>> BEGIN

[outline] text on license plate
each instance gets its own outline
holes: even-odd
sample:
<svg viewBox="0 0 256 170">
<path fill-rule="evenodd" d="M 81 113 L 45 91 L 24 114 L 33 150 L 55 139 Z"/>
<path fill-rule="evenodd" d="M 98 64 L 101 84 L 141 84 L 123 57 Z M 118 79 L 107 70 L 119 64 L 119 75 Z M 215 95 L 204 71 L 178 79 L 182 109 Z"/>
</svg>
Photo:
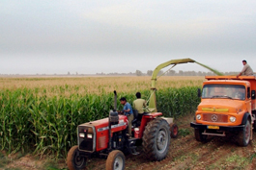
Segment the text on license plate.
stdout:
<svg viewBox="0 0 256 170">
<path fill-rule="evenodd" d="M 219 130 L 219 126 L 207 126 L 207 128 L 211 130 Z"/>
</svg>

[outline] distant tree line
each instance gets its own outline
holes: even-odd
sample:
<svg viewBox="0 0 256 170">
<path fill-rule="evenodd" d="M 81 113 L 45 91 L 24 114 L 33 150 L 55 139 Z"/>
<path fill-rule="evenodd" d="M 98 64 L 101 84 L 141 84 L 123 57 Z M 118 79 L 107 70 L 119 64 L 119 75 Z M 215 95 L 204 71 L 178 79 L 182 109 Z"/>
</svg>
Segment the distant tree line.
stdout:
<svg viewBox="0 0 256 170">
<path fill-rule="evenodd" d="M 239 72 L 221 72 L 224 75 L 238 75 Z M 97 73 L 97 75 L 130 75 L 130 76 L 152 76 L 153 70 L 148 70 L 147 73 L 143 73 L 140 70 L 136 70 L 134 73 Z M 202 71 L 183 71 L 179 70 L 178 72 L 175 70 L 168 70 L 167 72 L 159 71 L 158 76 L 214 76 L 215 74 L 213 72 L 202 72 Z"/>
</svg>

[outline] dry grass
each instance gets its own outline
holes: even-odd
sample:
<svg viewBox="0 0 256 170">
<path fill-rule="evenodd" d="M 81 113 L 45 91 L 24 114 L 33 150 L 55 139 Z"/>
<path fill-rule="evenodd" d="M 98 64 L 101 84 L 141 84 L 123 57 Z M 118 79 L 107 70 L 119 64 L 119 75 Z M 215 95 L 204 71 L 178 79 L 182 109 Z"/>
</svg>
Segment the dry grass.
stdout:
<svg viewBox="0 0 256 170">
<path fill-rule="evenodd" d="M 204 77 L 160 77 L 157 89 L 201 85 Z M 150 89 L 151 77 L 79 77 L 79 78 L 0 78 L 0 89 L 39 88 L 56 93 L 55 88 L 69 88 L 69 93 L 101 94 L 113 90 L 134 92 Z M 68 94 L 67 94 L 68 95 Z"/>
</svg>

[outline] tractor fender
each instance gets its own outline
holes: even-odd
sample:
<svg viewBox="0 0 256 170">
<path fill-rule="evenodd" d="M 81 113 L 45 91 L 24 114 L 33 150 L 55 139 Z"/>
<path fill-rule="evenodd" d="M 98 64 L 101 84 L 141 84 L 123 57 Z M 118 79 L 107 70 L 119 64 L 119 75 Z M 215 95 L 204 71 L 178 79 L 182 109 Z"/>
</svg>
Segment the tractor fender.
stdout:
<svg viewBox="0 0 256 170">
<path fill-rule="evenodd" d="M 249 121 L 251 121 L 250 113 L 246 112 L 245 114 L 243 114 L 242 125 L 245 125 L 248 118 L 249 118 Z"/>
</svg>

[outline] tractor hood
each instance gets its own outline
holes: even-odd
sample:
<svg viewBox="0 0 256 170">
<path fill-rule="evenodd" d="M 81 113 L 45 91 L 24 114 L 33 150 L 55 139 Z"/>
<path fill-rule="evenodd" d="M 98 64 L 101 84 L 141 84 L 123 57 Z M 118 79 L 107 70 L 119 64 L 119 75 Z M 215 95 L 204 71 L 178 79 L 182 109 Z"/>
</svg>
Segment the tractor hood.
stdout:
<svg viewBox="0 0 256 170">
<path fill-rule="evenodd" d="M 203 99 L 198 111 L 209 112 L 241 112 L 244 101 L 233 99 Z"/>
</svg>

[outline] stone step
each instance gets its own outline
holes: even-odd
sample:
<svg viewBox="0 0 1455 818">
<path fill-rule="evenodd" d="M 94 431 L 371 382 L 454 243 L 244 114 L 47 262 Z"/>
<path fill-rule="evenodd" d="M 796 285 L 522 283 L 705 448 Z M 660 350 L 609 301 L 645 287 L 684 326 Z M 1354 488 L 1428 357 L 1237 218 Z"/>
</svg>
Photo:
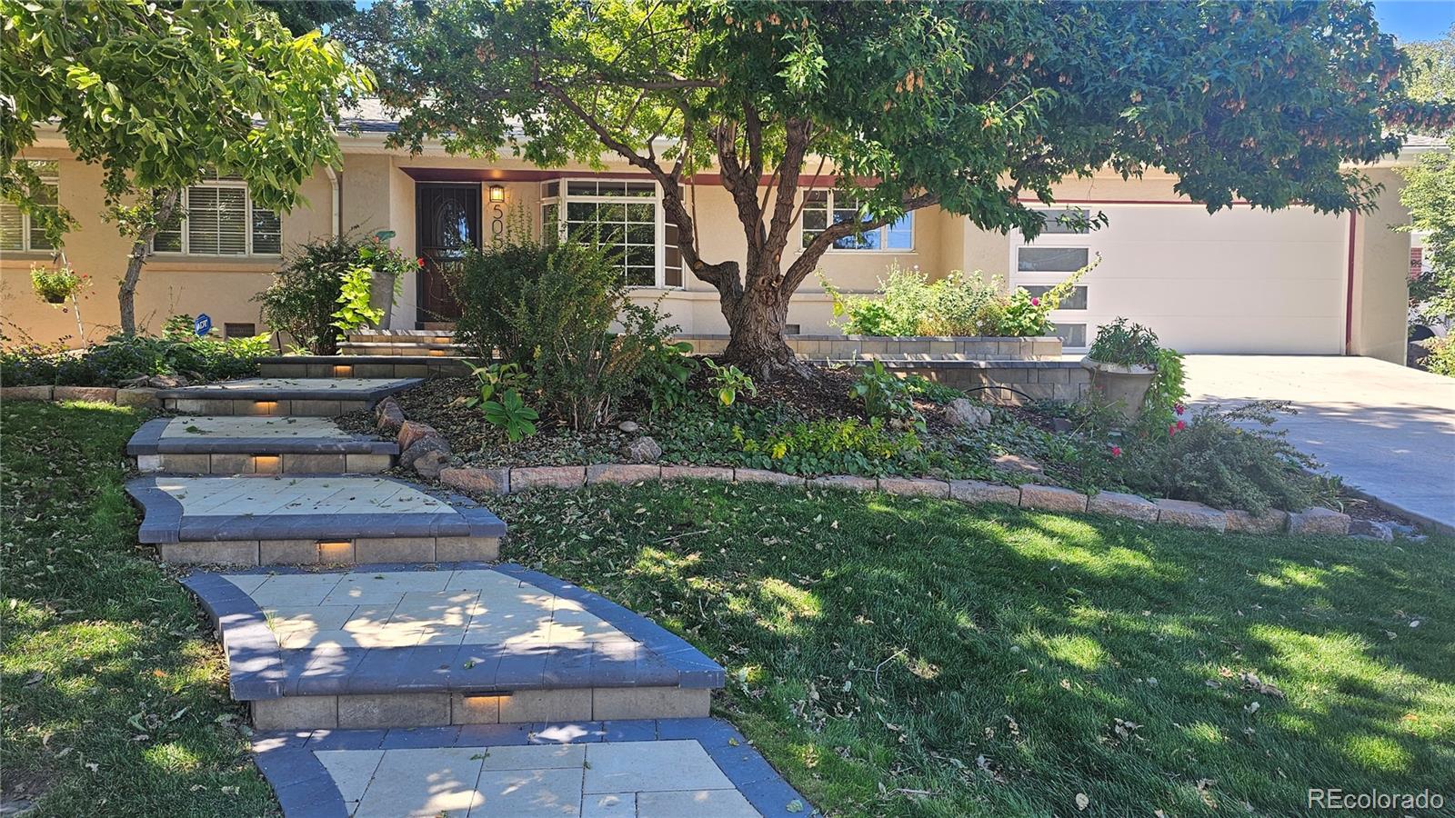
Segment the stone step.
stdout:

>> END

- WHAT IS REQUIRED
Quote the records above exactly, leaving out any pictures.

- FINAL ANSWER
[outline] text on license plate
each instance gets its own outline
holes: even-odd
sample:
<svg viewBox="0 0 256 170">
<path fill-rule="evenodd" d="M 81 113 L 45 91 L 24 114 L 33 150 L 55 139 Z"/>
<path fill-rule="evenodd" d="M 98 64 L 101 84 L 141 84 L 123 57 Z M 118 79 L 107 70 L 119 64 L 119 75 Z M 215 95 L 204 71 L 178 79 L 182 109 Z"/>
</svg>
Photo:
Segment the text on license plate.
stdout:
<svg viewBox="0 0 256 170">
<path fill-rule="evenodd" d="M 219 130 L 219 126 L 207 126 L 207 128 L 211 130 Z"/>
</svg>

[outline] distant tree line
each instance gets its own outline
holes: even-odd
sample:
<svg viewBox="0 0 256 170">
<path fill-rule="evenodd" d="M 81 113 L 45 91 L 24 114 L 33 150 L 55 139 Z"/>
<path fill-rule="evenodd" d="M 98 64 L 101 84 L 141 84 L 123 57 Z M 118 79 L 107 70 L 119 64 L 119 75 Z M 215 95 L 204 71 L 178 79 L 182 109 Z"/>
</svg>
Segment the distant tree line.
stdout:
<svg viewBox="0 0 256 170">
<path fill-rule="evenodd" d="M 239 72 L 221 72 L 224 75 L 238 75 Z M 97 73 L 97 75 L 130 75 L 130 76 L 152 76 L 153 70 L 148 70 L 147 73 L 143 73 L 140 70 L 136 70 L 134 73 Z M 202 71 L 183 71 L 179 70 L 178 72 L 175 70 L 168 70 L 167 72 L 159 71 L 158 76 L 214 76 L 215 74 L 213 72 L 202 72 Z"/>
</svg>

[outline] dry grass
each instance gets its own outline
holes: even-odd
sample:
<svg viewBox="0 0 256 170">
<path fill-rule="evenodd" d="M 81 113 L 45 91 L 24 114 L 33 150 L 55 139 Z"/>
<path fill-rule="evenodd" d="M 98 64 L 101 84 L 141 84 L 123 57 Z M 118 79 L 107 70 L 119 64 L 119 75 Z M 215 95 L 204 71 L 178 79 L 182 109 Z"/>
</svg>
Segment the dry grass.
stdout:
<svg viewBox="0 0 256 170">
<path fill-rule="evenodd" d="M 204 77 L 160 77 L 157 89 L 201 85 Z M 150 89 L 151 77 L 79 77 L 79 78 L 0 78 L 0 89 L 39 88 L 56 93 L 55 88 L 69 88 L 69 93 L 101 94 L 113 90 L 134 92 Z M 68 94 L 67 94 L 68 95 Z"/>
</svg>

[outline] tractor fender
each instance gets its own outline
holes: even-odd
sample:
<svg viewBox="0 0 256 170">
<path fill-rule="evenodd" d="M 81 113 L 45 91 L 24 114 L 33 150 L 55 139 Z"/>
<path fill-rule="evenodd" d="M 98 64 L 101 84 L 141 84 L 123 57 Z M 118 79 L 107 70 L 119 64 L 119 75 Z M 215 95 L 204 71 L 178 79 L 182 109 Z"/>
</svg>
Segment the tractor fender.
stdout:
<svg viewBox="0 0 256 170">
<path fill-rule="evenodd" d="M 249 121 L 251 121 L 250 113 L 246 112 L 245 114 L 243 114 L 242 125 L 245 125 L 248 118 L 249 118 Z"/>
</svg>

[outline] tractor hood
each instance gets its own outline
holes: even-odd
sample:
<svg viewBox="0 0 256 170">
<path fill-rule="evenodd" d="M 81 113 L 45 91 L 24 114 L 33 150 L 55 139 Z"/>
<path fill-rule="evenodd" d="M 98 64 L 101 84 L 141 84 L 123 57 Z M 118 79 L 107 70 L 119 64 L 119 75 Z M 215 95 L 204 71 L 178 79 L 182 109 Z"/>
</svg>
Segment the tractor hood.
stdout:
<svg viewBox="0 0 256 170">
<path fill-rule="evenodd" d="M 203 99 L 198 111 L 209 112 L 241 112 L 244 101 L 233 99 Z"/>
</svg>

[outline] stone step
each instance gets its own outline
holes: even-odd
sample:
<svg viewBox="0 0 1455 818">
<path fill-rule="evenodd" d="M 94 431 L 371 382 L 454 243 L 244 114 L 47 262 Z"/>
<path fill-rule="evenodd" d="M 796 285 L 522 283 L 705 448 Z M 660 350 L 609 301 L 645 287 L 684 326 Z M 1354 488 L 1428 357 L 1237 218 Z"/>
</svg>
Photo:
Segment the stone step.
stdout:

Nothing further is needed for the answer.